• _EXERCISE TASK_: Retype the whole listing below, character for character.
>> start GIVEN ENTRIES
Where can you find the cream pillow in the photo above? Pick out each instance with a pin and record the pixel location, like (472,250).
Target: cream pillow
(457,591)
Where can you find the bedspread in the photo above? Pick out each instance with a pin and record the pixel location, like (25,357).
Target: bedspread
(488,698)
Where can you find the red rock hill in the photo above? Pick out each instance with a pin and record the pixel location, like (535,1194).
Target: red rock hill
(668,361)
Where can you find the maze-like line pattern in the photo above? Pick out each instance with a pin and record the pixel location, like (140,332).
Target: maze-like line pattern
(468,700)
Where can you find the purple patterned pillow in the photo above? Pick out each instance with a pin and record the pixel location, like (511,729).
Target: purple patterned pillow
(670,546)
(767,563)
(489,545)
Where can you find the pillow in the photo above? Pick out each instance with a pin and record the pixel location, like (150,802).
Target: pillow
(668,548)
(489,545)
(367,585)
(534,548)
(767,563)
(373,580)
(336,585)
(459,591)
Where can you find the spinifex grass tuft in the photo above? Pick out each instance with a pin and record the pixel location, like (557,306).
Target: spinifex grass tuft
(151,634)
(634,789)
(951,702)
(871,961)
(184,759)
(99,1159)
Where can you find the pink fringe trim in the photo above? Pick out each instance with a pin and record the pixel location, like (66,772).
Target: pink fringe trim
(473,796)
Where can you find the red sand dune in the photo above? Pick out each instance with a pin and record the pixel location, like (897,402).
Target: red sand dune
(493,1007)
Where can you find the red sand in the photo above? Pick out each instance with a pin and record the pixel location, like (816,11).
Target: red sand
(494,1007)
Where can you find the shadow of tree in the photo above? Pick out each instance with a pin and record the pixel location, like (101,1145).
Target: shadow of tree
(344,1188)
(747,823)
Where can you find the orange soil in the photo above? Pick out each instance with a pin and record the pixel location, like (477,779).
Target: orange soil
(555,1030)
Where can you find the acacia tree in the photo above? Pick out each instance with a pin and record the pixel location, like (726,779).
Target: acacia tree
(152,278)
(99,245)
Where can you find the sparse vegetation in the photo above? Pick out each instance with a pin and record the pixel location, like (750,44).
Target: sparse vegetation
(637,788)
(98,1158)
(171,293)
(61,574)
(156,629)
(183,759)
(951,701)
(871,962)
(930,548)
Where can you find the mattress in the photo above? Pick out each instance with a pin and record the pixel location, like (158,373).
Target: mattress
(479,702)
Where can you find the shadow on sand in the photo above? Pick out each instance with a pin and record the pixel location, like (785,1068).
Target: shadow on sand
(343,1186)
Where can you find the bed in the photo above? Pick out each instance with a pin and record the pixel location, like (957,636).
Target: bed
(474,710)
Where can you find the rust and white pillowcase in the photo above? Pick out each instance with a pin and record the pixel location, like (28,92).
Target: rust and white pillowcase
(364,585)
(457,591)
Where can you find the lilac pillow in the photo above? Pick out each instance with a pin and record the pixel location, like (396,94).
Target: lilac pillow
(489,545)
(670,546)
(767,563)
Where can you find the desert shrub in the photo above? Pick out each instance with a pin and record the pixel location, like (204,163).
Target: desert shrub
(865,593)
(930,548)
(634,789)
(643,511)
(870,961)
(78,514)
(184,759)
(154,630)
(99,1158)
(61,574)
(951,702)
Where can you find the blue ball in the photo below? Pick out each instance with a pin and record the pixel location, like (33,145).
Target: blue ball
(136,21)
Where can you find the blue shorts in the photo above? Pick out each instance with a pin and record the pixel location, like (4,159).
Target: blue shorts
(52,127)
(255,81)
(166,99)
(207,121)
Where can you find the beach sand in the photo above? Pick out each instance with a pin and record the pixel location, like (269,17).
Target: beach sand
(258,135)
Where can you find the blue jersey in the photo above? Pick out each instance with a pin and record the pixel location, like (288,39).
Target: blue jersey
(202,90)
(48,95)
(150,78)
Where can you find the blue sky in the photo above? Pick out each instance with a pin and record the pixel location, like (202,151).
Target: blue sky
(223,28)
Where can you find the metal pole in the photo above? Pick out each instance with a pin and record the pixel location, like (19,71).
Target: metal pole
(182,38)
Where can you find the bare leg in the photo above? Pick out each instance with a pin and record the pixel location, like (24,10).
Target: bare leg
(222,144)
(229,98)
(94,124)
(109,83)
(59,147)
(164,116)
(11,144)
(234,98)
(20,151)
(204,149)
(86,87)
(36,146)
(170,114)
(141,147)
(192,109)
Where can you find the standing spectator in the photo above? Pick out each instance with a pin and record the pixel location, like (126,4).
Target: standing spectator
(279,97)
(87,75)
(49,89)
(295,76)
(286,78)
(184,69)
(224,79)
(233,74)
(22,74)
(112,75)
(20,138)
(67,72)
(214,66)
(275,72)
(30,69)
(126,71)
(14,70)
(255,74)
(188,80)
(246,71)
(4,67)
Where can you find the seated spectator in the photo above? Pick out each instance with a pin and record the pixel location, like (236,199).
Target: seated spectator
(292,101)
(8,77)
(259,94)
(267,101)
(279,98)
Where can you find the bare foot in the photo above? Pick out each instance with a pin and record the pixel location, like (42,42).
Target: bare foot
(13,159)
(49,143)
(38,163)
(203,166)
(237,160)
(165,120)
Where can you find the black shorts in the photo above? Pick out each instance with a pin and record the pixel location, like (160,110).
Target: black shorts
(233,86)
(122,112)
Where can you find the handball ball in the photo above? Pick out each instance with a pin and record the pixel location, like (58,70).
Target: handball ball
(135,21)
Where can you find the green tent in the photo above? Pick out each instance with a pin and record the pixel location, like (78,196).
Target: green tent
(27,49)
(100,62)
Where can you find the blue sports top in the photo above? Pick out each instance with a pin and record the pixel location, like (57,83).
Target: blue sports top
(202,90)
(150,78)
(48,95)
>> end GIVEN ENTRIES
• _TASK RESULT_:
Where can you find the cream pillow in the photo above? Pick out each instance with a pin and record the pixel location, like (472,250).
Target: cream pillow
(457,591)
Where can you find the bedspread in the photo above? Pick out each instance with a pin and record the pixel location, like (25,357).
Target: bedspread
(488,698)
Where can you find the red rock hill in the photo above? Pick out each instance with a pin and record the pixel location, like (535,1194).
Target: red rock hill
(668,361)
Where can you find the maze-like line pattern in the photo above? Pick out each instance with a pin and record the pixel location, like (140,332).
Target: maze-like line pattern
(468,700)
Where can you find the purple patterned pillow in the photo above? Pick out each instance with a pin and record the pixel location, like (511,729).
Target: purple patterned pillow
(670,546)
(767,563)
(489,545)
Where can you find the pillow in the photo above? Pick out each instance with a pin and record the pixel location, like (150,802).
Target: pillow
(668,548)
(489,545)
(367,585)
(534,548)
(767,563)
(373,580)
(336,585)
(459,591)
Where can you find the spinifex grass tuft in the photo above? Pick out each instance with a pin and record the pixel location, like (557,306).
Target: spinifex grass tuft
(151,634)
(634,789)
(951,702)
(871,961)
(184,759)
(99,1159)
Where can you find the pink fringe trim in the photo above? Pick out each instance with a pin and record the pixel location, like (66,772).
Target: pink fringe trim
(473,796)
Where can you find the red sand dune in the photo above? Pick out each instance with a pin and record the pixel location, like (897,402).
Target: red sand dune
(493,1007)
Where can you find the red sand in the photo above? Pick out each instance with a pin and record the pixel location, like (816,11).
Target: red sand
(494,1007)
Where can you find the shadow of tree in the photo above? Pick out each instance with a pin and record the pixel location, like (101,1145).
Target: shadow of tree
(344,1188)
(747,823)
Where can you find the orange soil in the photo above? Pick out each instance with a pin and record the pixel location, like (477,779).
Target: orange soil
(555,1030)
Where can you find the acacia tree in the photo above? Pick out each instance with a pin and record the pixel location, like (726,779).
Target: acacia tree
(152,278)
(99,245)
Where can you find the sparse vegetation in the photo above? Pick out each instance with a pin and record the pixel location, like (750,44).
Target: sparse vegetation
(637,788)
(98,1158)
(171,293)
(61,574)
(156,629)
(183,759)
(951,701)
(871,962)
(930,548)
Where can you find the mattress in the photo above? Pick out each instance with a pin and record the pixel location, like (158,373).
Target: mattress
(479,702)
Where can you find the shadow on sand in the photo above? Pick out each instance with a pin and record the pixel location, like (785,1068).
Target: shadow on sand
(343,1186)
Where can you find the bed in the photo above? Pick out each instance with a pin and record the pixel location, like (957,636).
Target: bed
(474,710)
Where can you find the rust and white pillowcase in the photo above? Pick out each instance with a pin and record the pixel location, like (28,92).
Target: rust and white pillowcase
(364,585)
(457,591)
Where can you find the lilac pillow in the photo above? Pick out each instance with a pin and record the pixel location, like (396,94).
Target: lilac pillow
(489,545)
(670,546)
(767,563)
Where can you find the desert shrub in the photo above? Pick out each instance with a pin and record the pixel location, like (204,163).
Target: desert shrub
(865,593)
(930,548)
(634,789)
(643,511)
(870,961)
(78,514)
(184,759)
(154,630)
(99,1158)
(61,574)
(951,702)
Where can you find the blue ball in the photo below? Pick out each instance with a pin and record the pixel location, like (33,145).
Target: blue ball
(136,21)
Where can you find the blue shorts in the photo above? Pick out each instance with a pin and record the pixel location, like (4,159).
Target: blue shorts
(52,127)
(255,81)
(166,99)
(207,121)
Where can you find the beach sand in the photo above? Pick out each instance with a pin and record the pixel location, like (269,17).
Target: beach sand
(258,135)
Where can you find the blue jersey in the photo above? Pick out each instance with a pin and record the pixel location, like (288,39).
Target: blue jersey
(202,90)
(48,95)
(150,78)
Where can you find the blue sky in the photo above? Pick out each instance with a pin and record the pixel location, like (202,151).
Target: blue sky
(223,28)
Where can you find the metal pole in the photo above? Pick out each instance with a pin and record the pixel location, like (19,71).
Target: metal pole
(182,38)
Where can you find the bare leg in the photo above? Pick out each instance with a pin and record the pixel location, like (24,10).
Target: bare leg
(222,144)
(229,98)
(94,124)
(109,83)
(59,147)
(164,116)
(11,144)
(234,98)
(20,151)
(204,149)
(86,87)
(36,146)
(170,114)
(141,147)
(192,109)
Where can you find the standing spectator in the photo above? Pick out each instance with a pin and record the pixel location, like (126,4).
Target: standing spectator
(279,97)
(87,75)
(49,89)
(295,76)
(286,78)
(184,69)
(224,79)
(233,74)
(22,74)
(112,75)
(20,138)
(67,72)
(214,66)
(275,72)
(30,69)
(126,71)
(14,70)
(255,74)
(188,80)
(246,71)
(4,67)
Where can you find the seated spectator in the photo above? Pick out each instance with a pin and record the pixel location, like (236,199).
Target: seated spectator
(292,101)
(8,77)
(259,94)
(267,101)
(279,98)
Where can you find the bare foot in the photo above? Pick out each instance with a pin and record the pixel location, like (42,42).
Target: bare foot
(13,159)
(49,143)
(38,163)
(203,166)
(237,160)
(165,120)
Where can you find the black shorts in the photo above? Pick out each instance with a pin and record the pixel location, like (160,110).
Target: black shorts
(233,86)
(122,112)
Where can you find the handball ball in the photo above? Pick out each instance with a pin and record the pixel location, like (58,70).
Target: handball ball
(135,21)
Where can you find the green tent in the photo above? Pick out each instance with a pin and record the pixel location, like (78,196).
Target: green tent
(27,49)
(100,62)
Where can you find the blue sports top in the photo above? Pick out each instance with a pin and record the pixel location, like (57,83).
Target: blue sports top
(202,90)
(150,78)
(48,95)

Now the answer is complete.